── ENTRIES PROVIDED ──

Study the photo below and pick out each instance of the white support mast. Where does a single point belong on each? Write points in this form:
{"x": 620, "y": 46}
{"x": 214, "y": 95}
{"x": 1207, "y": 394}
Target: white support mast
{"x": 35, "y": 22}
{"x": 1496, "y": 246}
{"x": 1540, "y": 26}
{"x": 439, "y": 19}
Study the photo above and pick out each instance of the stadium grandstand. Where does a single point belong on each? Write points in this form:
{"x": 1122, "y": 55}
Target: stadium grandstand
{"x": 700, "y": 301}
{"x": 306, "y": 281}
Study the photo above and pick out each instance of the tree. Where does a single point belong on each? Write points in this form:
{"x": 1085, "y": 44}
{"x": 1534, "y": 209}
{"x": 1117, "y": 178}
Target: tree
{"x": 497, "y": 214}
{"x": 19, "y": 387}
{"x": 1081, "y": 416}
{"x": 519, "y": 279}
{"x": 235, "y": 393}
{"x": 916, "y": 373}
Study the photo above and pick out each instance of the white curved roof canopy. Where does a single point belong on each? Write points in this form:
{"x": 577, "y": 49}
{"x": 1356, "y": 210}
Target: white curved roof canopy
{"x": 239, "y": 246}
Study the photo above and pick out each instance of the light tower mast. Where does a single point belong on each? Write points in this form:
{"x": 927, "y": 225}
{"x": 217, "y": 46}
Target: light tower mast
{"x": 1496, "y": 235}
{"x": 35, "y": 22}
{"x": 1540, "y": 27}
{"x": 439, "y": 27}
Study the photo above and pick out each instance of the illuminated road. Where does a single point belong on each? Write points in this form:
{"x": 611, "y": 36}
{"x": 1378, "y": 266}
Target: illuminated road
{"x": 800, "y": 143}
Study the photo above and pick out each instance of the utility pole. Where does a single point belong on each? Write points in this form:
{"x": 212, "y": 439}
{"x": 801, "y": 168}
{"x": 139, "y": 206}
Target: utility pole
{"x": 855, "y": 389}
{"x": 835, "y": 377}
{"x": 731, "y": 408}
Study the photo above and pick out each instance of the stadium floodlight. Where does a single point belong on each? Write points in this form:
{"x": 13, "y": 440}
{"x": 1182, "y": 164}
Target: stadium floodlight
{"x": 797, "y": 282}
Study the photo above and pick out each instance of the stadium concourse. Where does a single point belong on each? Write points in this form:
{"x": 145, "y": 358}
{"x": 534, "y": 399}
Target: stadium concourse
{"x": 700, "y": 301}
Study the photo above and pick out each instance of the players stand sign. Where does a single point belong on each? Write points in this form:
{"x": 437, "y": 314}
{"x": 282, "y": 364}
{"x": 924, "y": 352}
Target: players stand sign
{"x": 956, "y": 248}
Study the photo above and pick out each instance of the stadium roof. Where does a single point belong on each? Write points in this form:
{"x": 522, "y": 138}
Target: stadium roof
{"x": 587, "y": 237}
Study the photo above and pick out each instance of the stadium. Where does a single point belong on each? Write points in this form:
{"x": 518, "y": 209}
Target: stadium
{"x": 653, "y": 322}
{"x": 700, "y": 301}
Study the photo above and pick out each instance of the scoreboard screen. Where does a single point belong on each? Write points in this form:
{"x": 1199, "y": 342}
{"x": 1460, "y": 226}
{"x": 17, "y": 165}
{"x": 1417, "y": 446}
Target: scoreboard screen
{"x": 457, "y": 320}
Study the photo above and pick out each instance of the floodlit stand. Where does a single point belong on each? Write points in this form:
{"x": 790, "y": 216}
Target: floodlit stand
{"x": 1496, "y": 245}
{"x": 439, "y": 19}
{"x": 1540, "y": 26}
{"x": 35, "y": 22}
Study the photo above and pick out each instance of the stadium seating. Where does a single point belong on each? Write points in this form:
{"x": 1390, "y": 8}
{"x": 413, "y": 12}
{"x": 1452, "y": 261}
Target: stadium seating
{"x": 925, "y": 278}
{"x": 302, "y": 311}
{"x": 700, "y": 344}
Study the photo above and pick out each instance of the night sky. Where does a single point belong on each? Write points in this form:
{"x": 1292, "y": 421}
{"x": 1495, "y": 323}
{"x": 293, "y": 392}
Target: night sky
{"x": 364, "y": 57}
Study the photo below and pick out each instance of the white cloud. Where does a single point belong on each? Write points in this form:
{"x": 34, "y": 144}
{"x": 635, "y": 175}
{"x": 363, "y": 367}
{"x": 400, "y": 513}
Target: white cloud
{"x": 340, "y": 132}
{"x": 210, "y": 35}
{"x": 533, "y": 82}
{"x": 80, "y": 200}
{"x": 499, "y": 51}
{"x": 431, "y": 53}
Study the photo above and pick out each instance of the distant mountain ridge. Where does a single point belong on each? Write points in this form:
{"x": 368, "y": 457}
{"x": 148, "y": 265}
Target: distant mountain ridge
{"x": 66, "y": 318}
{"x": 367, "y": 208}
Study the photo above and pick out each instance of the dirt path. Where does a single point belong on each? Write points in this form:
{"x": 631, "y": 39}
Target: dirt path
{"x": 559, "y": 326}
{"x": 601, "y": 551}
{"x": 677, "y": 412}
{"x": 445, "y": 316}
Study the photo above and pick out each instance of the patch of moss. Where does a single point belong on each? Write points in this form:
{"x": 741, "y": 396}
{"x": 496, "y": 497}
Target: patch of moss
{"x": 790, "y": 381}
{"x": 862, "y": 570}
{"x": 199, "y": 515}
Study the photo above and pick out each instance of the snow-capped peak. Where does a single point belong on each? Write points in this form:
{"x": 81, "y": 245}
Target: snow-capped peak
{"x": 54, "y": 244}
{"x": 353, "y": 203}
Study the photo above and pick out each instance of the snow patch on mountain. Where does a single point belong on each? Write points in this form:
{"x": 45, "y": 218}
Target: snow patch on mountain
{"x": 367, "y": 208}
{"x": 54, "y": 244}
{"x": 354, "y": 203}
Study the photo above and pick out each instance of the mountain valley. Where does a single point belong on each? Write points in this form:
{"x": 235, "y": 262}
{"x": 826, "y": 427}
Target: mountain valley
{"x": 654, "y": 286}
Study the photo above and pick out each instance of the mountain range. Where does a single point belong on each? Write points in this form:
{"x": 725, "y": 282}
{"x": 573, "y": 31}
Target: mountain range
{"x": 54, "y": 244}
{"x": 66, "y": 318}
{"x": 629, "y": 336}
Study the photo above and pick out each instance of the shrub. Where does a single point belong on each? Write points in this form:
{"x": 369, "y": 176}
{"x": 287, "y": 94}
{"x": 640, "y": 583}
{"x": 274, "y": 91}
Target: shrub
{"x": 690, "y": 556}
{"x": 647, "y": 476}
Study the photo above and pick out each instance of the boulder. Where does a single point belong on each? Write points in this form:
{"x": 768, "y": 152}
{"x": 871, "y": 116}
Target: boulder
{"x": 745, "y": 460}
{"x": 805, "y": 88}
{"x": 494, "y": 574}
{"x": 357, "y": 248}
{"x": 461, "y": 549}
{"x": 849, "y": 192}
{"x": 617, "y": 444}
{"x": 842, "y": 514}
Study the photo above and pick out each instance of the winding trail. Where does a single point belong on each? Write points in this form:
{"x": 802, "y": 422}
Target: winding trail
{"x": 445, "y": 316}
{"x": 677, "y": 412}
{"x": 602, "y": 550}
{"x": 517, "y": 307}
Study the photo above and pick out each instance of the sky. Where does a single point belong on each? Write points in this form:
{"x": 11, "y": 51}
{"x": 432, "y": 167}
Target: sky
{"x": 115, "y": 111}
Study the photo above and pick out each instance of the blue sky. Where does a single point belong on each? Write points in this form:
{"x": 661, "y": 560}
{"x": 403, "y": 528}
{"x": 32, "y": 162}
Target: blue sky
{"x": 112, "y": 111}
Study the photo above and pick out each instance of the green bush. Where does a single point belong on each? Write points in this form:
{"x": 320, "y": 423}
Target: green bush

───

WORK TO DO: Copy out each record from above, exactly.

REPLY:
Study the photo below and pick out each instance of the white support mast. Where does a single point belong on each? Write points in this form:
{"x": 620, "y": 46}
{"x": 214, "y": 95}
{"x": 1207, "y": 394}
Target: white support mast
{"x": 35, "y": 22}
{"x": 1496, "y": 246}
{"x": 1540, "y": 26}
{"x": 439, "y": 19}
Study the photo above and pick out each instance of the stadium grandstand. Where does a single point belong on each? Write points in this form:
{"x": 1122, "y": 55}
Target: stadium grandstand
{"x": 700, "y": 301}
{"x": 306, "y": 281}
Study the photo above and pick out each instance of the tree. Where does a single point belong on each? Write points in this form:
{"x": 1085, "y": 44}
{"x": 1534, "y": 209}
{"x": 1117, "y": 178}
Target: tree
{"x": 497, "y": 214}
{"x": 19, "y": 387}
{"x": 1081, "y": 416}
{"x": 519, "y": 279}
{"x": 235, "y": 393}
{"x": 916, "y": 373}
Study the photo above and pick out each instance of the white curved roof canopy. Where does a single point belong on each? Write points in this form:
{"x": 577, "y": 49}
{"x": 1356, "y": 210}
Target: white curved roof canopy
{"x": 239, "y": 246}
Study the photo above and pick out each instance of the light tower mast. Where does a single point belong on each? Write points in this form:
{"x": 927, "y": 225}
{"x": 217, "y": 46}
Target: light tower mast
{"x": 1496, "y": 235}
{"x": 35, "y": 22}
{"x": 1540, "y": 27}
{"x": 439, "y": 27}
Study the photo above and pick out each instance of the illuminated road. Where does a single point belong on each? Write points in this form:
{"x": 611, "y": 36}
{"x": 1378, "y": 266}
Target: illuminated road
{"x": 800, "y": 143}
Study the photo above and pick out each instance of the utility pole. Where does a single point belong on each? Write points in this form:
{"x": 212, "y": 439}
{"x": 801, "y": 168}
{"x": 139, "y": 206}
Target: utility pole
{"x": 855, "y": 389}
{"x": 835, "y": 377}
{"x": 731, "y": 408}
Study the photo above and pick out each instance of the stadium floodlight. Where does a single point belong on each? Write points in this form:
{"x": 13, "y": 440}
{"x": 1182, "y": 164}
Target: stadium floodlight
{"x": 797, "y": 282}
Study the photo above and pick out each instance of the stadium concourse. Where does a single point belong on each? Write points in this form:
{"x": 145, "y": 358}
{"x": 534, "y": 399}
Target: stadium concourse
{"x": 700, "y": 301}
Study the photo above and pick out each instance of the players stand sign. Where does a single point belong on each? Write points in this form:
{"x": 437, "y": 314}
{"x": 282, "y": 364}
{"x": 924, "y": 352}
Target: players stand sign
{"x": 956, "y": 248}
Study the photo above and pick out each instance of the stadium roof. Where does a single point belong on each? Write points in this form:
{"x": 522, "y": 138}
Target: stadium roof
{"x": 587, "y": 237}
Study the photo above and pick out each instance of the stadium. Where does a single point belong on each? Write points in this form:
{"x": 518, "y": 209}
Target: stadium
{"x": 653, "y": 322}
{"x": 700, "y": 301}
Study the photo above and pick out each instance of the scoreboard screen. Where does a single point belong on each? Write points in this form:
{"x": 1199, "y": 342}
{"x": 1460, "y": 226}
{"x": 17, "y": 165}
{"x": 1417, "y": 446}
Target: scoreboard screen
{"x": 457, "y": 320}
Study the photo above and pick out each instance of the floodlit stand. Where does a single point belong on each? Write points in this form:
{"x": 790, "y": 216}
Target: floodlit stand
{"x": 1496, "y": 245}
{"x": 439, "y": 19}
{"x": 1540, "y": 26}
{"x": 35, "y": 22}
Study the photo above and pick out each instance of the stadium seating. Where does a single point belong on each? Write points in this form:
{"x": 1390, "y": 8}
{"x": 413, "y": 12}
{"x": 1452, "y": 261}
Target: stadium seating
{"x": 925, "y": 278}
{"x": 302, "y": 311}
{"x": 700, "y": 344}
Study the photo above and pick out each instance of the night sky. Where does a single point belong on each? Write points in this form:
{"x": 1292, "y": 421}
{"x": 1495, "y": 323}
{"x": 293, "y": 392}
Target: night sky
{"x": 364, "y": 57}
Study the photo below and pick out each instance of the white cloud. Where does a single point belong on each? Write points in this form:
{"x": 34, "y": 144}
{"x": 635, "y": 175}
{"x": 363, "y": 367}
{"x": 400, "y": 513}
Target: white cloud
{"x": 340, "y": 132}
{"x": 210, "y": 35}
{"x": 533, "y": 82}
{"x": 80, "y": 200}
{"x": 499, "y": 51}
{"x": 431, "y": 53}
Study the photo above and pick out each instance of the distant mountain ridge. Where does a single point belong on each? Write points in this form:
{"x": 368, "y": 457}
{"x": 148, "y": 265}
Target: distant mountain ridge
{"x": 66, "y": 318}
{"x": 367, "y": 208}
Study the photo above and pick out each instance of the dirt path. Where does a single point belong on each? Write points in this form:
{"x": 631, "y": 39}
Target: dirt path
{"x": 559, "y": 326}
{"x": 601, "y": 551}
{"x": 677, "y": 412}
{"x": 445, "y": 316}
Study the photo above and pick out each instance of the patch of moss. Where does a single point belong on each? Write points in this form:
{"x": 741, "y": 396}
{"x": 496, "y": 497}
Target: patch of moss
{"x": 790, "y": 381}
{"x": 862, "y": 570}
{"x": 199, "y": 515}
Study the photo above and pick out each instance of the snow-capped peak. Where does a single point belong on each? Write points in this form:
{"x": 81, "y": 245}
Target: snow-capped peak
{"x": 54, "y": 244}
{"x": 353, "y": 203}
Study the photo above and pick out each instance of the snow patch on mountain. Where does a single point belong on each? Write points in this form:
{"x": 45, "y": 218}
Target: snow patch on mountain
{"x": 367, "y": 208}
{"x": 54, "y": 244}
{"x": 354, "y": 203}
Study the photo above and pick out each instance of the mountain valley. Where does a single point belong on each? Write points in this form:
{"x": 235, "y": 262}
{"x": 826, "y": 427}
Target: mountain valley
{"x": 654, "y": 286}
Study the photo above and pick out each instance of the mountain range. Where does a single point belong on each? Write points in this form:
{"x": 725, "y": 282}
{"x": 573, "y": 31}
Target: mountain range
{"x": 54, "y": 244}
{"x": 66, "y": 318}
{"x": 629, "y": 336}
Study the photo above and pick out each instance of the shrub. Where does a single point belong on each? Write points in this form:
{"x": 369, "y": 176}
{"x": 287, "y": 94}
{"x": 640, "y": 583}
{"x": 274, "y": 91}
Target: shrub
{"x": 690, "y": 556}
{"x": 647, "y": 476}
Study the photo above and pick out each instance of the boulder. Where does a single point belong on each? Write points in this form:
{"x": 768, "y": 152}
{"x": 871, "y": 116}
Target: boulder
{"x": 745, "y": 460}
{"x": 805, "y": 88}
{"x": 494, "y": 574}
{"x": 357, "y": 248}
{"x": 461, "y": 549}
{"x": 849, "y": 192}
{"x": 617, "y": 444}
{"x": 842, "y": 514}
Study the photo above and pick out each instance of the winding trail. Where does a single point belong on each? Write points in this form:
{"x": 802, "y": 422}
Target: winding trail
{"x": 445, "y": 316}
{"x": 677, "y": 412}
{"x": 602, "y": 550}
{"x": 517, "y": 307}
Study the photo above and pick out each instance of the sky. Where does a single point belong on each? Write points in this form:
{"x": 11, "y": 51}
{"x": 432, "y": 167}
Target: sky
{"x": 115, "y": 111}
Study the photo above and pick out each instance of the blue sky. Where does a single point belong on each? Write points in this form:
{"x": 661, "y": 560}
{"x": 403, "y": 528}
{"x": 32, "y": 162}
Target: blue sky
{"x": 112, "y": 111}
Study the photo above and pick out each instance of the green bush. Where does a single point belong on each? Write points in this form:
{"x": 320, "y": 423}
Target: green bush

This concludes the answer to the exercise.